◆ **WRITTEN EXERCISE**: Copy the listing verbatim, starting with the line that contains "q=woman's arm" and going on through the line that contains "[115,287,132,297]", both included.

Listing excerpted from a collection
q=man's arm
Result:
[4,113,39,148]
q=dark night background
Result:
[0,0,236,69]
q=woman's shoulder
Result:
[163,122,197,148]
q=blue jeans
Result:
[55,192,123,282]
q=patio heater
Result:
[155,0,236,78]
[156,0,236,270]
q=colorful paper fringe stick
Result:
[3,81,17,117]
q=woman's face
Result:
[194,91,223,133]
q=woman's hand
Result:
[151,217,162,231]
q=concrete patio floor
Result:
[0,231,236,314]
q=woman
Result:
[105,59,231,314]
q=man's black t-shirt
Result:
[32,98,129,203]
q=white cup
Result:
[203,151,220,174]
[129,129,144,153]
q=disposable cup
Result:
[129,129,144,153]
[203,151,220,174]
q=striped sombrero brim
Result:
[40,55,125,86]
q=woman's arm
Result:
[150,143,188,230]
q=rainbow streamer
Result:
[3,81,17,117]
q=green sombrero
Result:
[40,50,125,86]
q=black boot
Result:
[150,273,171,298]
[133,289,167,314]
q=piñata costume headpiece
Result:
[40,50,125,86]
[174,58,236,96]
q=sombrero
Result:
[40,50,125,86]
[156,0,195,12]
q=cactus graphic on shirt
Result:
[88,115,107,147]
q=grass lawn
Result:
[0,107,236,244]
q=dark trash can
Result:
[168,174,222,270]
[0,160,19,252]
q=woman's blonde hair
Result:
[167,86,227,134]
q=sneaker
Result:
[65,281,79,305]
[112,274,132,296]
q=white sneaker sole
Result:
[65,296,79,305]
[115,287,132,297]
---
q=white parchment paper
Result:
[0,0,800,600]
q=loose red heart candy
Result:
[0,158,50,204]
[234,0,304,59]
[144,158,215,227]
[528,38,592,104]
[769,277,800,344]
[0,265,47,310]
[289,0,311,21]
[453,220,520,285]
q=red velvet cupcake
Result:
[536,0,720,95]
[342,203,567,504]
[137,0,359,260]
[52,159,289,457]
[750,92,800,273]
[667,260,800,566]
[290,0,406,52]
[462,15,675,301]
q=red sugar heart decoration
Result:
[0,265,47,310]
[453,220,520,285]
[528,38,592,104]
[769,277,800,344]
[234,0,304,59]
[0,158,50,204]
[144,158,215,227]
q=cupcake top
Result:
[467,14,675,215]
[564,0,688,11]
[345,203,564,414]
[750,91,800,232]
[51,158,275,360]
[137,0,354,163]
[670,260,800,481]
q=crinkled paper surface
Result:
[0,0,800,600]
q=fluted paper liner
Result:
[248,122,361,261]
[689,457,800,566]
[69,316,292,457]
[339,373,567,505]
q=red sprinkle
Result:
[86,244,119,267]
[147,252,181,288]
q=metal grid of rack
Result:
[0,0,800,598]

◆ **EXERCISE OUTPUT**:
q=woman's arm
Result:
[150,143,188,230]
q=rainbow streamer
Result:
[3,81,17,117]
q=green sombrero
Result:
[40,50,125,86]
q=black boot
Result:
[150,273,171,298]
[133,289,167,314]
q=piñata costume headpiece
Result:
[40,50,125,86]
[174,58,236,96]
q=sombrero
Result:
[40,50,125,86]
[156,0,195,12]
q=cactus graphic on shirt
Result:
[88,115,107,147]
q=grass lawn
Result:
[0,107,236,244]
q=dark trash can
Result:
[168,174,222,270]
[0,160,19,252]
q=woman's blonde hair
Result:
[167,86,227,134]
q=sneaker
Result:
[65,281,79,305]
[112,274,132,296]
q=white sneaker sole
Result:
[65,296,79,305]
[115,287,132,297]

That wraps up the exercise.